* Given instruction
Please repeat the entries below with "in this photo" swapped for "in this image" and nothing else changed, leaving the pictures out.

##### Listing

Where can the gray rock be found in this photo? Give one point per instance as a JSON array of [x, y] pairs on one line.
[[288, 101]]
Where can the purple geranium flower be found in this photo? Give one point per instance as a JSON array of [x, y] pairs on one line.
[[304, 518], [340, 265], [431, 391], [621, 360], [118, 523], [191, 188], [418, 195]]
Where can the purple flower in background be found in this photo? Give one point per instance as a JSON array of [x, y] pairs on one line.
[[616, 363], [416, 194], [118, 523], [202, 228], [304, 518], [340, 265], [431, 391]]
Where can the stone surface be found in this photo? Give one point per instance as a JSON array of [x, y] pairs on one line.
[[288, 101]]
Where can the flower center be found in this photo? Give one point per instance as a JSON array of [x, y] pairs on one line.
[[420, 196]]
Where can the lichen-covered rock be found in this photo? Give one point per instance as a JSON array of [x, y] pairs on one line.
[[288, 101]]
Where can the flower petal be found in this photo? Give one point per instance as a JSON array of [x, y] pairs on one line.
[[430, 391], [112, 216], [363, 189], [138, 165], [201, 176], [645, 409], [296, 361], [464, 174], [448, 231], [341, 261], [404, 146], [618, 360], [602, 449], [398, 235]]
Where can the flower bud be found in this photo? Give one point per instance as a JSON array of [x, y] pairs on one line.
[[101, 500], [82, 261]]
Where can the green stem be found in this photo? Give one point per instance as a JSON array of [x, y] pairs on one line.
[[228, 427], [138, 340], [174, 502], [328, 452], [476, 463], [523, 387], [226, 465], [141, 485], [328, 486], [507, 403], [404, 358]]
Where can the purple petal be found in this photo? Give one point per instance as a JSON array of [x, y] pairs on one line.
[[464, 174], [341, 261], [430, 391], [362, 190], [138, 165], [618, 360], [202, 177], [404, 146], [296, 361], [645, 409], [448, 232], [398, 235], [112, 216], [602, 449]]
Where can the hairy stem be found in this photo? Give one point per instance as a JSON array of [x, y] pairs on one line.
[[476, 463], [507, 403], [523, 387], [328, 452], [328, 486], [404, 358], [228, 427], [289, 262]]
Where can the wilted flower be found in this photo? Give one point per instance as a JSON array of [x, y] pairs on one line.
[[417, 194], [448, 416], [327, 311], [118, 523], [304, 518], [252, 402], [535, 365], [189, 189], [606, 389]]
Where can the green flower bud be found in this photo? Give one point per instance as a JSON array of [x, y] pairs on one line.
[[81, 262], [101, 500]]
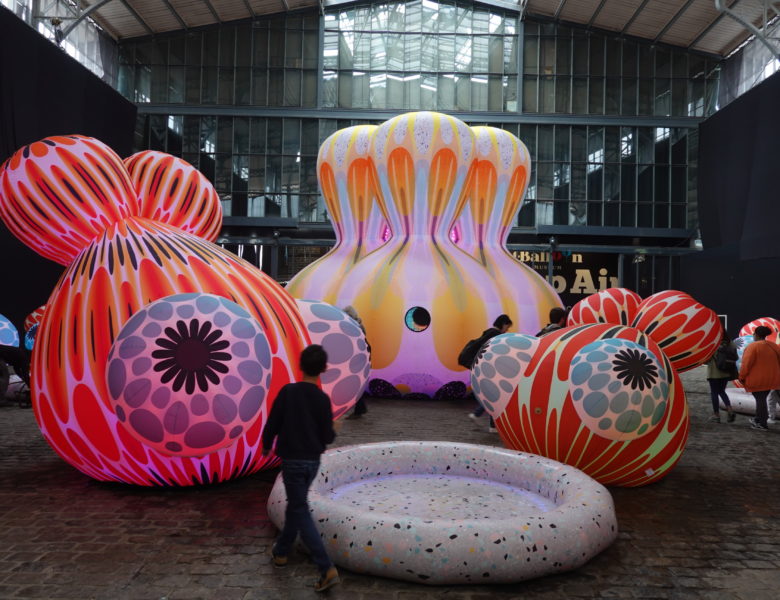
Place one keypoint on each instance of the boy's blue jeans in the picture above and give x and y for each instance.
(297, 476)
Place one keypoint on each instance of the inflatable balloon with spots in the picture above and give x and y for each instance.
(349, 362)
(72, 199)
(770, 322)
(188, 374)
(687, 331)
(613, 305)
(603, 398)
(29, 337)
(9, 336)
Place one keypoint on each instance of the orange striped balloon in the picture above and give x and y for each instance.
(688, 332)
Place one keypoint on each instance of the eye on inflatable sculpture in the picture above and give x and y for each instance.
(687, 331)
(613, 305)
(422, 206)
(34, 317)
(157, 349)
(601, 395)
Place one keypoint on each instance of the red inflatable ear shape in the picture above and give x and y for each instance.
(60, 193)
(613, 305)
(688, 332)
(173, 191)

##########

* The answer
Where can the gray rock be found in this image? Give one point per instance as a JSON array of [x, y] pairs on one line.
[[288, 101]]
Where can the purple geranium flower be found in this image? Give one point per instance as a JSON array of [x, y] pairs on one line.
[[304, 518], [340, 265], [431, 391], [621, 360], [118, 523], [191, 188], [418, 195]]
Where can the purple flower in background be found in this image? Give one point per instance as a JSON array of [x, y] pairs on one line.
[[616, 363], [416, 194], [118, 523], [202, 228], [304, 518], [340, 265], [431, 391]]
Where can the stone surface be found in this image? Give one point per instance as a JSON array of [x, y] pairs on one line.
[[288, 101]]
Where can the flower center be found in this image? Give one point per instance as a JSON array of [x, y] pairs on one line.
[[420, 196]]
Where can the lichen-covered rock be found in this image? Give one point per instance as a JSON array of [x, y] pairs on one line.
[[288, 101]]
Where can the flower petal be found in this image? Give one point per instance as a JSON array of [x, y] pairs on one line.
[[430, 391], [112, 216], [363, 189], [138, 165], [201, 176], [645, 409], [296, 361], [464, 174], [448, 231], [341, 261], [404, 146], [618, 360], [602, 449], [398, 235]]
Where can the flower bud be found in this image? Give one point per instance as a JSON array of [x, y] pairs on one line.
[[101, 500], [82, 261]]
Where can the green stem be found in this image? Give one point per instance as a JSON array of [x, y] pairs on one line.
[[228, 427], [138, 340], [174, 502], [328, 452], [476, 463], [523, 387], [226, 465], [141, 485], [328, 486], [507, 403], [404, 358]]
Where can the purple petal be found in this image? Give one point per instance as a JSON array of [x, y] pairs on one line.
[[464, 174], [341, 261], [430, 391], [362, 190], [138, 165], [618, 360], [202, 177], [404, 146], [296, 361], [645, 409], [448, 232], [398, 235], [112, 216], [602, 449]]
Where can the hairy stem be found in this image? Give one point per instance as a JSON array of [x, y] pairs on one line.
[[476, 463], [507, 403], [523, 387], [328, 452], [328, 486], [404, 358], [228, 427], [289, 262]]
Where can the wilted flower be found in this image? Give one point per instance as a JSON array of [x, y] pairs on one line.
[[417, 194], [448, 416], [327, 311], [118, 523], [304, 518], [252, 402], [535, 365], [189, 189], [606, 389]]
Where can the green flower bud be found in this image? Give one point per instance as a JSON array of [x, y] pairs on one line.
[[81, 262], [101, 500]]
Place one keypoint on each instance of the boy's blue jeans in the picture above and give x and y for each instance.
(297, 476)
Place one keypoint on each instance of the inflatable balloon with spots in the picture above and give x and y for each instance.
(349, 362)
(72, 199)
(770, 322)
(188, 374)
(687, 331)
(613, 305)
(603, 398)
(29, 337)
(9, 336)
Place one keypoint on each instance of the orange striped balloon in the picture above and give x and y for each instance.
(688, 332)
Place one keypoint on each instance of the eye on inflatable sculpture in the picture above and give x and y for each instance.
(687, 331)
(613, 305)
(422, 206)
(34, 317)
(157, 349)
(601, 395)
Place one keypoint on each instance of the red inflatable ear shape in the picture above and give x and y for each instance.
(60, 193)
(613, 305)
(688, 332)
(173, 191)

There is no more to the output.